What needs to be done ->
Your task is to reproduce exactly the lines from the line with "Labeling guideline: look at the image above and mark any tall" through the end of the records below.

Records provided ->
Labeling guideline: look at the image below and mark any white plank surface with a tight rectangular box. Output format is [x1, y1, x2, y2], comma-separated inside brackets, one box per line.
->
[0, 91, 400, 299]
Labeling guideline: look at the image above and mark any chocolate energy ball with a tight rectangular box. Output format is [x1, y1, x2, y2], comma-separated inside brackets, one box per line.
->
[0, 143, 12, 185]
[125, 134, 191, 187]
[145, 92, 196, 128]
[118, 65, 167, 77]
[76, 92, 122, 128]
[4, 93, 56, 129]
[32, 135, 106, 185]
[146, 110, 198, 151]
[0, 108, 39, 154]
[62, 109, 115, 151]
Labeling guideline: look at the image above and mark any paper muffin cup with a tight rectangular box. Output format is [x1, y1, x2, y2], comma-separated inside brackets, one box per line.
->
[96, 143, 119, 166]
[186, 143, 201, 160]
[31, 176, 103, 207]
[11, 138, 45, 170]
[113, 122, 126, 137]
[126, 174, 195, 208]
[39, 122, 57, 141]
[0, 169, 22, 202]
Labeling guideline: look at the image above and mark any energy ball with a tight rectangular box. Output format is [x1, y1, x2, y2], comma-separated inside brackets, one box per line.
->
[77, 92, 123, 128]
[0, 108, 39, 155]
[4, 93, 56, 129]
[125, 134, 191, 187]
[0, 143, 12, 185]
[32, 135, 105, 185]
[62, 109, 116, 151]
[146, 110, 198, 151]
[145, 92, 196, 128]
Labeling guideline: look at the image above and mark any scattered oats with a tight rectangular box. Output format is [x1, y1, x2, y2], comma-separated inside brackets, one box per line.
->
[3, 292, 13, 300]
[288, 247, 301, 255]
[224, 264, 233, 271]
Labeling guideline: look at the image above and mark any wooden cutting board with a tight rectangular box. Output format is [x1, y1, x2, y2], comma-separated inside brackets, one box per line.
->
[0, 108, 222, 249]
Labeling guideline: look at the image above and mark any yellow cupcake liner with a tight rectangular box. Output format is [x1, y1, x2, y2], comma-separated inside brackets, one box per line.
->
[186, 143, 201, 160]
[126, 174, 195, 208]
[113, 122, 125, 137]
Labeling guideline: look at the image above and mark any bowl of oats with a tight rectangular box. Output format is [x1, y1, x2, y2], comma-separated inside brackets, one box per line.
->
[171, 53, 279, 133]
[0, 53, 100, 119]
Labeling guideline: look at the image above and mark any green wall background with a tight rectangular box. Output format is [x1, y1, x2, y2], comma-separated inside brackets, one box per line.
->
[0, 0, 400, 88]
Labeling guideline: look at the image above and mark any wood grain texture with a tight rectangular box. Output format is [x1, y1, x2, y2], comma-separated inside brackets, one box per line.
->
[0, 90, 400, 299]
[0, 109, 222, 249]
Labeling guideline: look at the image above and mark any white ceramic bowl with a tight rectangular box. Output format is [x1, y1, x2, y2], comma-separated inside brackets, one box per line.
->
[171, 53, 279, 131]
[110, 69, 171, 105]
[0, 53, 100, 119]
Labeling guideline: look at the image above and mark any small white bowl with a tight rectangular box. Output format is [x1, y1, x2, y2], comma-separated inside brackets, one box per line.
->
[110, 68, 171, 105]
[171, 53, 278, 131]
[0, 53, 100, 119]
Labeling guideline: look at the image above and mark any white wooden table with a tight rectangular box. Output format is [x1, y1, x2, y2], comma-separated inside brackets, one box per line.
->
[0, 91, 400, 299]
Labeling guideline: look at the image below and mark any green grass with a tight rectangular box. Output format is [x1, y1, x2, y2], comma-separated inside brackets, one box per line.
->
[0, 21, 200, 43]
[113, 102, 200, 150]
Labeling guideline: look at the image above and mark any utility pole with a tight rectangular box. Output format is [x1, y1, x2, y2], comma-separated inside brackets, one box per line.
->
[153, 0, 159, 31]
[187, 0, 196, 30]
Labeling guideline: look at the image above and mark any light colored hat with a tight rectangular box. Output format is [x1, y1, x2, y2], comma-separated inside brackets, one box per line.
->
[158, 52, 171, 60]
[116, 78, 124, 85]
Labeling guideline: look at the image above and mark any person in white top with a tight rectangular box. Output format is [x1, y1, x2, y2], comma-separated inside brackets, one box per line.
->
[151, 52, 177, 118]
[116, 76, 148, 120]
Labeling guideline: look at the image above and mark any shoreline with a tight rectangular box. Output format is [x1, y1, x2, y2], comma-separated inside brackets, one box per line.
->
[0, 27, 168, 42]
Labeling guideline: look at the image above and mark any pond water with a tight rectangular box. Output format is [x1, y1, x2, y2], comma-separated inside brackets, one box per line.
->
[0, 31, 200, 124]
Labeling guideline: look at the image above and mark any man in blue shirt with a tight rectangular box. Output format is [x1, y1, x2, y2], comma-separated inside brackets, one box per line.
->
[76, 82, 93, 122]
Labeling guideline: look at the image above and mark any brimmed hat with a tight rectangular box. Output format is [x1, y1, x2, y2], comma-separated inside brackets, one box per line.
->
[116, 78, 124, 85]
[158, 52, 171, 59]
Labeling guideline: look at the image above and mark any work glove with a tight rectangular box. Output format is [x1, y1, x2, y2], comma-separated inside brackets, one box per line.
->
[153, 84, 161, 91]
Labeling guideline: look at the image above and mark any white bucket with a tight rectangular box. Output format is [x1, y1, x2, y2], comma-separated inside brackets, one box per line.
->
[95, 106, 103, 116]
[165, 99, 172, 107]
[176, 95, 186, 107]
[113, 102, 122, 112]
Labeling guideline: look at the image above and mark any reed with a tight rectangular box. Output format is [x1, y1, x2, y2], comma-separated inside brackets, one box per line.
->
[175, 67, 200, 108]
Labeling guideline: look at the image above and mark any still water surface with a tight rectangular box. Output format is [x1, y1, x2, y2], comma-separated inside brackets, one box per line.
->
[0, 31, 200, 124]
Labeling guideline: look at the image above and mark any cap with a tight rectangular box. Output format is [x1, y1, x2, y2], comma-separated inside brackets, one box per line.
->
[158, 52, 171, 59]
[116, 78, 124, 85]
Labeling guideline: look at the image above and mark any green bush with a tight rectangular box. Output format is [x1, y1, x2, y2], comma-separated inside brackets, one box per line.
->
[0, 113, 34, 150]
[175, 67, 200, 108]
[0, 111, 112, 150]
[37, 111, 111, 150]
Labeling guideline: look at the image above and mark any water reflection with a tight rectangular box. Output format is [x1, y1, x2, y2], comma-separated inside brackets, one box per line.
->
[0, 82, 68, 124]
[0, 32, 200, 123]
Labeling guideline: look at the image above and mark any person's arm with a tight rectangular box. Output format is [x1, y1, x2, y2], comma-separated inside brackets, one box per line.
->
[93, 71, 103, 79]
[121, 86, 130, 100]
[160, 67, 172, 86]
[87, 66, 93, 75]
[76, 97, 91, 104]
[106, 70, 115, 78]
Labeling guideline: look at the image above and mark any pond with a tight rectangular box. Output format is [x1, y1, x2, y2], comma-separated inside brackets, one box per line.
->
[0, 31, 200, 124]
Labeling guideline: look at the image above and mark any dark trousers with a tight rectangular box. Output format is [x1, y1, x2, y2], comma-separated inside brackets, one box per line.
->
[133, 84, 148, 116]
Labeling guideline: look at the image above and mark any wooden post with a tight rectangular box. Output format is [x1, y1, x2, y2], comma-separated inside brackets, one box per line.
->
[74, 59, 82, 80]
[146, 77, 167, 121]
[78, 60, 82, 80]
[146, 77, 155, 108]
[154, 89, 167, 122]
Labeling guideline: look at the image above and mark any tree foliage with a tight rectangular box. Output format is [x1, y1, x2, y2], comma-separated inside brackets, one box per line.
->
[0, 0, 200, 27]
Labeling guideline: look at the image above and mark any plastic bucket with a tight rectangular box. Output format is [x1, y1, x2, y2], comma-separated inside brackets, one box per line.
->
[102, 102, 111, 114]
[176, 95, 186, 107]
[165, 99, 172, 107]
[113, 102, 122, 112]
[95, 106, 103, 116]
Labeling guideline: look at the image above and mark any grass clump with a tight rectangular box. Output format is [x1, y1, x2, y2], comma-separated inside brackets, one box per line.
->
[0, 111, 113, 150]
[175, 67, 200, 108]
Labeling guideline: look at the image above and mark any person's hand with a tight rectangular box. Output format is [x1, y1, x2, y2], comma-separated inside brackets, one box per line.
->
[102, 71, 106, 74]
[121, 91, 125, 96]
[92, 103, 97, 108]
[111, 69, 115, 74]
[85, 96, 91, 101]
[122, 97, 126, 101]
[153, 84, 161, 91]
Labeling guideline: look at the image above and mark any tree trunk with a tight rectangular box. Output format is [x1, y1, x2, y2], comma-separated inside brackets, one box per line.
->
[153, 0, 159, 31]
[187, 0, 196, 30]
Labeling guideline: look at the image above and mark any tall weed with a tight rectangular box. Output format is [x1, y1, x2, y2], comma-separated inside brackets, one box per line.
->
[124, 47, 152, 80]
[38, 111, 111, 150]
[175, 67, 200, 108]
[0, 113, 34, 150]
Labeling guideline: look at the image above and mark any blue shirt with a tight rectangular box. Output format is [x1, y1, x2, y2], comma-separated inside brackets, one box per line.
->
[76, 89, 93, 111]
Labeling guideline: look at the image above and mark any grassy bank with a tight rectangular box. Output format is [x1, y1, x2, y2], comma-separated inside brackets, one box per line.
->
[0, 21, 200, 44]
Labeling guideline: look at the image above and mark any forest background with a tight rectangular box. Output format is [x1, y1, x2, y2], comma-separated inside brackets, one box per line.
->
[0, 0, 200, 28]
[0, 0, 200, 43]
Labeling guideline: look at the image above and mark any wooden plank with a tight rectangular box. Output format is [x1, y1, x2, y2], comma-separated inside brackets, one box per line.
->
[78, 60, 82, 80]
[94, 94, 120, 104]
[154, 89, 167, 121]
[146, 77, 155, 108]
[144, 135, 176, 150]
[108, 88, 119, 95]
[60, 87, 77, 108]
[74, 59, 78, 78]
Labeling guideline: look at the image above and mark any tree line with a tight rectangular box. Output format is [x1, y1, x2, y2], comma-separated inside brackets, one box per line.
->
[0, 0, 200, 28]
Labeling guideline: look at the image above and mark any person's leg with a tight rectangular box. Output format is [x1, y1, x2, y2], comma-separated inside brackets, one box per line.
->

Solution below ->
Labeling guideline: look at the image above and mark any tall weed with a tight rectangular box. Output format is [x1, y1, x2, y2], comma-separated inside brackets, one box per line.
->
[124, 47, 152, 80]
[38, 111, 111, 150]
[175, 67, 200, 108]
[0, 113, 34, 150]
Labeling guideline: look at the image above and mark any blue shirt with a tight rectangular box. Output format is [x1, y1, x2, y2], comma-separated inside brackets, one box per line.
->
[76, 89, 93, 111]
Labeling guideline: look at the image above and mark any grassy bank with a tight rectangular box. Output format is [x1, y1, x2, y2], comma-separated inside brackets, one box per line.
->
[0, 21, 200, 44]
Labeling guideline: look at the image above and mark any forest background with a tight rectangular box. Output format is [x1, y1, x2, y2], comma-separated inside brackets, one box per line.
->
[0, 0, 200, 28]
[0, 0, 200, 43]
Labeling guideline: look at the image above and mark any wooden plank with a tight rectangular box. Output format is [x1, y1, x2, y2], comma-separated inside brackets, one box per line.
->
[78, 60, 82, 80]
[94, 94, 120, 104]
[154, 89, 167, 121]
[146, 77, 155, 108]
[144, 135, 176, 150]
[108, 88, 119, 95]
[60, 87, 77, 108]
[74, 59, 78, 78]
Labeling guideline: look at the image above and mark any tree line with a tight rectangular box. Output format is [x1, y1, x2, y2], comma-separated inside brackets, one box per line.
->
[0, 0, 200, 28]
Labeling guideline: look at the image above and mark any person's leg with a tight rectangular box. Output format is [x1, y1, x2, y2], comma-separated inside brackets, one box per line.
->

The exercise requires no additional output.